__Prompt 1__
In the parliamentary answers on debt collection agencies, what do these agencies provide HMRC, and what does the department keep under review about using them? Answer in one to three sentences.
__Prompt 2__
Answer these questions from the parliamentary answers on debt collection agencies:
(a) Who asked the questions, and for which party and constituency?
(b) What was HMRC's total spend on debt collection agencies in 2018/19?
(c) Where can the full list of debt collection agencies that HMRC works with be found?

__Passage to read__
- - - -

Asked by: Alyn Smith (Scottish National Party - Stirling)
Question to the HM Treasury:
To ask the Chancellor of the Exchequer, whether he has plans to review his Department's use of debt collection agencies to send final opportunity letters.
Answered by Jesse Norman - Shadow Leader of the House of Commons
As part of their overall collections strategy, debt collection agencies (DCAs) provide HMRC with additional capacity. The department keeps under review the cost effectiveness and value for money that using DCAs provides to the Exchequer and UK citizens. There are no current plans to move away from using agencies to send final opportunity letters.
The table below sets out the total expenditure on DCAs by HMRC and the amount spent instructing them to issue final opportunity letters.
| Total spend | Final opportunity letter spend |
2017/18 | £ 32,099,756.77 | £1,714,901.62 |
2018/19 | £ 26,021,351.78 | £1,302,490.63 |
2019/20 | £ 26,163,245.08 | £1,242,984.66 |
Final opportunity letters are sent on HMRC’s behalf by some of the debt collection agencies that the department works with. These are:
The full list of debt collection agencies that HMRC work with can be found on GOV.UK: https://www.gov.uk/if-you-dont-pay-your-tax-bill/debt-collection-agencies.
Asked by: Alyn Smith (Scottish National Party - Stirling)
Question to the HM Treasury:
To ask the Chancellor of the Exchequer, how much his Department has spent on instructing debt collection agencies to send final opportunity letters in each of the last three years.
Answered by Jesse Norman - Shadow Leader of the House of Commons
As part of their overall collections strategy, debt collection agencies (DCAs) provide HMRC with additional capacity. The department keeps under review the cost effectiveness and value for money that using DCAs provides to the Exchequer and UK citizens. There are no current plans to move away from using agencies to send final opportunity letters.
The table below sets out the total expenditure on DCAs by HMRC and the amount spent instructing them to issue final opportunity letters.
| Total spend | Final opportunity letter spend |
2017/18 | £ 32,099,756.77 | £1,714,901.62 |
2018/19 | £ 26,021,351.78 | £1,302,490.63 |
2019/20 | £ 26,163,245.08 | £1,242,984.66 |
Final opportunity letters are sent on HMRC’s behalf by some of the debt collection agencies that the department works with. These are:
The full list of debt collection agencies that HMRC work with can be found on GOV.UK: https://www.gov.uk/if-you-dont-pay-your-tax-bill/debt-collection-agencies.
Asked by: Alyn Smith (Scottish National Party - Stirling)
Question to the HM Treasury:
To ask the Chancellor of the Exchequer, how much his Department has spent on debt collection agencies in each of the last three years.

- - - -

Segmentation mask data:
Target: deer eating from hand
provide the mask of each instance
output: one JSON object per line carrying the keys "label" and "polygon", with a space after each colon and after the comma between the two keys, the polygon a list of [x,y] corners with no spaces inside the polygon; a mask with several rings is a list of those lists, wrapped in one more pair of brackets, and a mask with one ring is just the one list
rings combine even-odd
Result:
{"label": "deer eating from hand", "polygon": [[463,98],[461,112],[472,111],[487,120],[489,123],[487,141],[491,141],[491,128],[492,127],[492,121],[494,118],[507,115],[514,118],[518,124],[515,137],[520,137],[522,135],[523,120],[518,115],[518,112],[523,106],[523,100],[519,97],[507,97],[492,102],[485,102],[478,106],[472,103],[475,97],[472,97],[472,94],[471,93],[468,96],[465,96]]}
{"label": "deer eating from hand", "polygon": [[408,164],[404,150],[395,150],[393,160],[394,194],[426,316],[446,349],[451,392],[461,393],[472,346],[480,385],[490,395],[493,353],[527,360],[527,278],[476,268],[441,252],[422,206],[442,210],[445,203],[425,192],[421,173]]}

- - - -

__Task solution 1__
As part of HMRC's overall collections strategy, debt collection agencies give the department additional capacity. The department keeps under review the cost effectiveness and value for money that using them provides to the Exchequer and UK citizens.

__Task solution 2__
(a) Alyn Smith, Scottish National Party, Stirling.
(b) £26,021,351.78.
(c) On GOV.UK, at https://www.gov.uk/if-you-dont-pay-your-tax-bill/debt-collection-agencies.